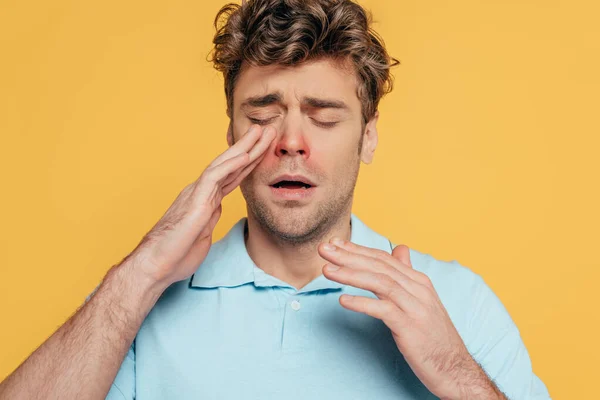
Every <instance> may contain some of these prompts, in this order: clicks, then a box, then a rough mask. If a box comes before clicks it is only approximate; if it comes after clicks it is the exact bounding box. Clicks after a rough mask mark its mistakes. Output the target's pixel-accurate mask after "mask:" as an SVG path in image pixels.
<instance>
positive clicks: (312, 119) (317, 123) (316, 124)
mask: <svg viewBox="0 0 600 400" xmlns="http://www.w3.org/2000/svg"><path fill="white" fill-rule="evenodd" d="M311 119H312V121H313V123H314V124H315V125H317V126H319V127H321V128H333V127H334V126H336V125H337V123H338V121H331V122H326V121H319V120H317V119H314V118H311Z"/></svg>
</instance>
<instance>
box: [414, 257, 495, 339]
mask: <svg viewBox="0 0 600 400" xmlns="http://www.w3.org/2000/svg"><path fill="white" fill-rule="evenodd" d="M410 259H411V263H412V265H413V268H414V269H415V270H416V271H419V272H421V273H423V274H425V275H427V277H428V278H429V279H430V280H431V283H432V284H433V287H434V289H435V291H436V293H437V295H438V297H439V298H440V300H441V302H442V304H443V305H444V307H445V308H446V311H447V312H448V314H449V316H450V319H451V320H452V322H453V323H454V325H455V327H456V329H457V330H458V332H459V334H460V335H461V336H462V337H463V339H464V340H465V341H467V340H468V339H469V338H470V337H471V336H472V335H473V334H474V333H475V332H474V331H473V328H474V327H475V326H474V325H476V324H473V322H474V321H473V318H474V317H475V316H476V315H479V314H480V312H481V311H483V312H484V313H485V311H486V310H480V308H481V307H482V306H483V307H487V306H489V303H484V302H482V300H483V299H484V298H488V297H489V296H492V297H493V298H495V299H497V298H496V297H495V295H494V294H493V292H492V290H491V289H490V287H489V286H488V285H487V284H486V283H485V281H484V280H483V278H482V277H481V276H480V275H479V274H477V273H476V272H474V271H473V270H472V269H470V268H469V267H467V266H465V265H463V264H461V263H459V262H458V261H456V260H450V261H445V260H441V259H437V258H435V257H433V256H432V255H430V254H427V253H423V252H420V251H417V250H414V249H410ZM494 305H495V306H496V307H494V309H490V310H487V311H489V312H490V313H491V314H493V313H494V312H495V311H504V310H503V309H502V310H499V309H498V307H500V308H503V307H502V304H501V303H499V301H498V302H497V303H496V304H494Z"/></svg>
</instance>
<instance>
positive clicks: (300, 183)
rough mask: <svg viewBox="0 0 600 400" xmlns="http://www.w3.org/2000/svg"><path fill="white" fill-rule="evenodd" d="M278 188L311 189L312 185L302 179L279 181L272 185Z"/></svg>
mask: <svg viewBox="0 0 600 400" xmlns="http://www.w3.org/2000/svg"><path fill="white" fill-rule="evenodd" d="M272 186H273V187H274V188H276V189H289V190H297V189H310V188H311V187H312V186H311V185H309V184H308V183H305V182H302V181H279V182H277V183H275V184H273V185H272Z"/></svg>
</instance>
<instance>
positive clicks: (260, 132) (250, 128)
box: [208, 124, 262, 168]
mask: <svg viewBox="0 0 600 400" xmlns="http://www.w3.org/2000/svg"><path fill="white" fill-rule="evenodd" d="M261 136H262V129H261V127H260V126H259V125H256V124H254V125H252V126H250V128H249V129H248V131H246V134H244V136H242V138H241V139H240V140H238V141H237V142H236V143H235V144H234V145H233V146H231V147H230V148H228V149H227V150H225V151H224V152H223V153H221V155H219V156H218V157H217V158H215V159H214V160H213V162H211V163H210V165H209V166H208V168H211V167H215V166H217V165H219V164H221V163H223V162H224V161H226V160H228V159H231V158H233V157H237V156H238V155H240V154H242V153H247V152H249V151H250V149H252V147H253V146H254V145H255V144H256V143H257V142H258V140H259V139H260V138H261Z"/></svg>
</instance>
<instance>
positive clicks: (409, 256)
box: [392, 244, 412, 268]
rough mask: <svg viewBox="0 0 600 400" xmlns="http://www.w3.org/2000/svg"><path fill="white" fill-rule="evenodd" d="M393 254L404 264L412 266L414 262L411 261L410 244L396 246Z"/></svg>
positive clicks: (401, 262)
mask: <svg viewBox="0 0 600 400" xmlns="http://www.w3.org/2000/svg"><path fill="white" fill-rule="evenodd" d="M392 256H394V257H395V258H397V259H398V260H400V262H401V263H403V264H404V265H407V266H409V267H411V268H412V263H411V262H410V249H409V248H408V246H406V245H404V244H401V245H398V246H396V247H394V250H392Z"/></svg>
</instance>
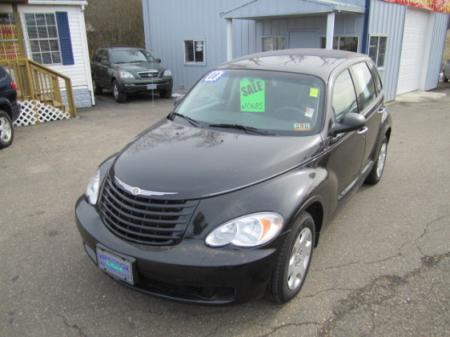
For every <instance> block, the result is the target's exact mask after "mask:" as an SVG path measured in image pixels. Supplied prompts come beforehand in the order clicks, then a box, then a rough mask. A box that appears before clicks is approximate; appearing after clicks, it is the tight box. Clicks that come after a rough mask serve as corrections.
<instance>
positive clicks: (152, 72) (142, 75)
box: [138, 70, 159, 78]
mask: <svg viewBox="0 0 450 337" xmlns="http://www.w3.org/2000/svg"><path fill="white" fill-rule="evenodd" d="M138 75H139V77H140V78H155V77H158V76H159V72H158V71H156V70H155V71H143V72H140V73H138Z"/></svg>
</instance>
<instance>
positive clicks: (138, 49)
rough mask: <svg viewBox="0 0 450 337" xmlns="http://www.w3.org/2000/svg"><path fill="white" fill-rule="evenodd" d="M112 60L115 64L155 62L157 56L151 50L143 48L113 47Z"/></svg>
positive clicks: (111, 54)
mask: <svg viewBox="0 0 450 337" xmlns="http://www.w3.org/2000/svg"><path fill="white" fill-rule="evenodd" d="M111 62H112V63H114V64H119V63H143V62H155V58H154V57H153V55H152V54H151V53H150V52H148V51H144V50H141V49H113V50H111Z"/></svg>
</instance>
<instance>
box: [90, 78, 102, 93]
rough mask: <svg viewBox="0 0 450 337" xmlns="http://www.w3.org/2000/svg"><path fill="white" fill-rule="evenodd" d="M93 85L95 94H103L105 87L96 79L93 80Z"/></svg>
mask: <svg viewBox="0 0 450 337" xmlns="http://www.w3.org/2000/svg"><path fill="white" fill-rule="evenodd" d="M92 86H93V87H94V94H95V95H101V94H103V88H102V87H101V86H99V85H98V84H97V81H96V80H94V79H93V80H92Z"/></svg>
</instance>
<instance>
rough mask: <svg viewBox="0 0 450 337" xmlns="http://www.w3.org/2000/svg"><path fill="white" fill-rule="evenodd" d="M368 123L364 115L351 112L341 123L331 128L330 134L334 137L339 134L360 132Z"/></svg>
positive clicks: (334, 125)
mask: <svg viewBox="0 0 450 337" xmlns="http://www.w3.org/2000/svg"><path fill="white" fill-rule="evenodd" d="M366 123H367V120H366V118H365V117H364V116H363V115H361V114H358V113H355V112H349V113H347V114H346V115H345V116H344V118H343V119H342V120H341V121H340V122H339V123H336V124H335V125H334V126H333V127H332V128H331V132H330V134H331V136H333V137H334V136H336V135H338V134H339V133H344V132H350V131H355V130H359V129H361V128H362V127H364V126H365V125H366Z"/></svg>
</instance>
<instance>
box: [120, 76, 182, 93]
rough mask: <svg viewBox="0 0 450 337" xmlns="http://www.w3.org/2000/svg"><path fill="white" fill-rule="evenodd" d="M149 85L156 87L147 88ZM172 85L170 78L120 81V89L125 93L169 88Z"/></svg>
mask: <svg viewBox="0 0 450 337" xmlns="http://www.w3.org/2000/svg"><path fill="white" fill-rule="evenodd" d="M149 85H152V86H153V85H154V86H156V89H149ZM172 86H173V80H172V78H162V79H145V80H143V79H142V80H122V83H120V89H121V91H123V92H125V93H127V94H134V93H144V92H151V91H153V90H171V89H172Z"/></svg>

• _Description of the task_: Drop the images; restate the listing exactly.

• _Worked solution_:
Every <instance> may contain some of these prompts, in this order: clicks, then a box, then a rough mask. If a box comes before clicks it is only approximate; if it comes after clicks it is the exact bounding box. Clicks after a rough mask mark its mistakes. Output the target's pixel-accurate mask after "mask:" as an SVG path in image pixels.
<instance>
positive clicks: (312, 119) (317, 123) (316, 124)
mask: <svg viewBox="0 0 600 400" xmlns="http://www.w3.org/2000/svg"><path fill="white" fill-rule="evenodd" d="M311 119H312V121H313V123H314V124H315V125H317V126H319V127H321V128H333V127H334V126H336V125H337V123H338V121H331V122H326V121H319V120H317V119H314V118H311Z"/></svg>
</instance>
<instance>
box: [414, 257, 495, 339]
mask: <svg viewBox="0 0 600 400" xmlns="http://www.w3.org/2000/svg"><path fill="white" fill-rule="evenodd" d="M410 259H411V263H412V265H413V268H414V269H415V270H416V271H419V272H421V273H423V274H425V275H427V277H428V278H429V279H430V280H431V283H432V284H433V287H434V289H435V291H436V293H437V295H438V297H439V298H440V300H441V302H442V304H443V305H444V307H445V308H446V311H447V312H448V314H449V316H450V319H451V320H452V322H453V323H454V325H455V327H456V329H457V330H458V332H459V334H460V335H461V336H462V337H463V339H464V340H465V341H467V340H468V339H469V338H470V337H471V336H472V335H473V334H474V333H475V332H474V331H473V328H474V327H475V326H474V325H476V324H473V322H474V321H473V318H474V317H475V316H476V315H479V314H480V312H481V311H483V312H484V313H485V311H486V310H480V308H481V307H482V306H483V307H487V306H489V303H484V302H482V300H483V299H484V298H488V297H489V296H492V297H493V298H495V299H497V298H496V297H495V295H494V294H493V292H492V290H491V289H490V287H489V286H488V285H487V284H486V283H485V281H484V280H483V278H482V277H481V276H480V275H479V274H477V273H476V272H474V271H473V270H472V269H470V268H469V267H467V266H465V265H463V264H461V263H459V262H458V261H456V260H450V261H445V260H441V259H437V258H435V257H433V256H432V255H430V254H427V253H423V252H420V251H417V250H414V249H410ZM494 305H495V306H496V307H494V309H490V310H487V311H489V312H490V313H491V314H493V313H494V312H495V311H504V310H503V309H502V310H499V309H498V307H500V308H503V307H502V304H501V303H499V301H498V302H497V303H496V304H494Z"/></svg>
</instance>
<instance>
positive clicks: (300, 183)
rough mask: <svg viewBox="0 0 600 400" xmlns="http://www.w3.org/2000/svg"><path fill="white" fill-rule="evenodd" d="M278 188L311 189L312 185L302 179L279 181L272 185Z"/></svg>
mask: <svg viewBox="0 0 600 400" xmlns="http://www.w3.org/2000/svg"><path fill="white" fill-rule="evenodd" d="M272 186H273V187H274V188H276V189H289V190H297V189H310V188H311V187H312V186H311V185H309V184H308V183H305V182H302V181H279V182H277V183H275V184H273V185H272Z"/></svg>
</instance>
<instance>
positive clicks: (260, 132) (250, 128)
box: [208, 124, 262, 168]
mask: <svg viewBox="0 0 600 400" xmlns="http://www.w3.org/2000/svg"><path fill="white" fill-rule="evenodd" d="M261 136H262V129H261V127H260V126H259V125H256V124H254V125H252V126H250V128H249V129H248V131H246V134H244V136H242V138H241V139H240V140H238V141H237V142H236V143H235V144H234V145H233V146H231V147H230V148H228V149H227V150H225V151H224V152H223V153H221V155H219V156H218V157H217V158H215V159H214V160H213V162H211V163H210V165H209V166H208V168H211V167H215V166H217V165H219V164H221V163H223V162H224V161H226V160H228V159H231V158H233V157H237V156H238V155H240V154H242V153H247V152H249V151H250V149H252V147H253V146H254V145H255V144H256V143H257V142H258V140H259V139H260V138H261Z"/></svg>
</instance>
<instance>
positive clicks: (409, 256)
box: [392, 244, 412, 268]
rough mask: <svg viewBox="0 0 600 400" xmlns="http://www.w3.org/2000/svg"><path fill="white" fill-rule="evenodd" d="M393 254L404 264L412 266L414 262L411 261L410 244L396 246Z"/></svg>
positive clicks: (401, 262)
mask: <svg viewBox="0 0 600 400" xmlns="http://www.w3.org/2000/svg"><path fill="white" fill-rule="evenodd" d="M392 256H394V257H395V258H397V259H398V260H400V262H401V263H403V264H404V265H407V266H409V267H411V268H412V263H411V262H410V249H409V248H408V246H406V245H404V244H401V245H398V246H396V247H394V250H392Z"/></svg>
</instance>
For every <instance> block, the result is the target's exact mask after "mask:" as an SVG path measured in image pixels. Supplied prompts come beforehand in the order clicks, then a box, then a rough mask. A box that appears before clicks is approximate; appearing after clicks, it is the tight box. Clicks that come after a rough mask serve as corrections.
<instance>
positive clicks: (152, 72) (142, 75)
box: [138, 70, 159, 78]
mask: <svg viewBox="0 0 450 337" xmlns="http://www.w3.org/2000/svg"><path fill="white" fill-rule="evenodd" d="M138 75H139V77H140V78H155V77H158V76H159V72H158V71H156V70H155V71H143V72H140V73H138Z"/></svg>
</instance>
<instance>
positive clicks: (138, 49)
rough mask: <svg viewBox="0 0 450 337" xmlns="http://www.w3.org/2000/svg"><path fill="white" fill-rule="evenodd" d="M112 60L115 64L155 62L157 56L151 50L143 48L113 47Z"/></svg>
positive clicks: (111, 54)
mask: <svg viewBox="0 0 450 337" xmlns="http://www.w3.org/2000/svg"><path fill="white" fill-rule="evenodd" d="M111 62H112V63H114V64H119V63H143V62H155V58H154V57H153V55H152V54H151V53H150V52H148V51H144V50H141V49H113V50H111Z"/></svg>
</instance>
<instance>
box: [90, 78, 102, 93]
rough mask: <svg viewBox="0 0 450 337" xmlns="http://www.w3.org/2000/svg"><path fill="white" fill-rule="evenodd" d="M93 85L95 94H103L105 87L96 79L93 80Z"/></svg>
mask: <svg viewBox="0 0 450 337" xmlns="http://www.w3.org/2000/svg"><path fill="white" fill-rule="evenodd" d="M92 86H93V87H94V94H95V95H101V94H103V88H102V87H101V86H99V85H98V84H97V81H96V80H94V79H93V80H92Z"/></svg>
</instance>
<instance>
rough mask: <svg viewBox="0 0 450 337" xmlns="http://www.w3.org/2000/svg"><path fill="white" fill-rule="evenodd" d="M368 123L364 115L351 112L341 123L331 128L330 134L334 137L339 134L360 132Z"/></svg>
positive clicks: (334, 125)
mask: <svg viewBox="0 0 450 337" xmlns="http://www.w3.org/2000/svg"><path fill="white" fill-rule="evenodd" d="M366 123H367V120H366V118H365V117H364V116H363V115H361V114H358V113H355V112H349V113H347V114H346V115H345V116H344V118H343V119H342V120H341V121H340V122H339V123H336V124H335V125H334V126H333V127H332V128H331V132H330V134H331V136H333V137H334V136H336V135H338V134H339V133H344V132H350V131H355V130H359V129H361V128H362V127H364V126H365V125H366Z"/></svg>
</instance>
<instance>
box: [120, 76, 182, 93]
rough mask: <svg viewBox="0 0 450 337" xmlns="http://www.w3.org/2000/svg"><path fill="white" fill-rule="evenodd" d="M149 85L156 87L147 88ZM172 85L170 78L120 81V89L125 93L169 88Z"/></svg>
mask: <svg viewBox="0 0 450 337" xmlns="http://www.w3.org/2000/svg"><path fill="white" fill-rule="evenodd" d="M149 85H152V86H153V85H154V86H156V89H149ZM172 86H173V80H172V78H162V79H145V80H143V79H142V80H122V83H120V89H121V91H123V92H125V93H127V94H134V93H144V92H151V91H153V90H171V89H172Z"/></svg>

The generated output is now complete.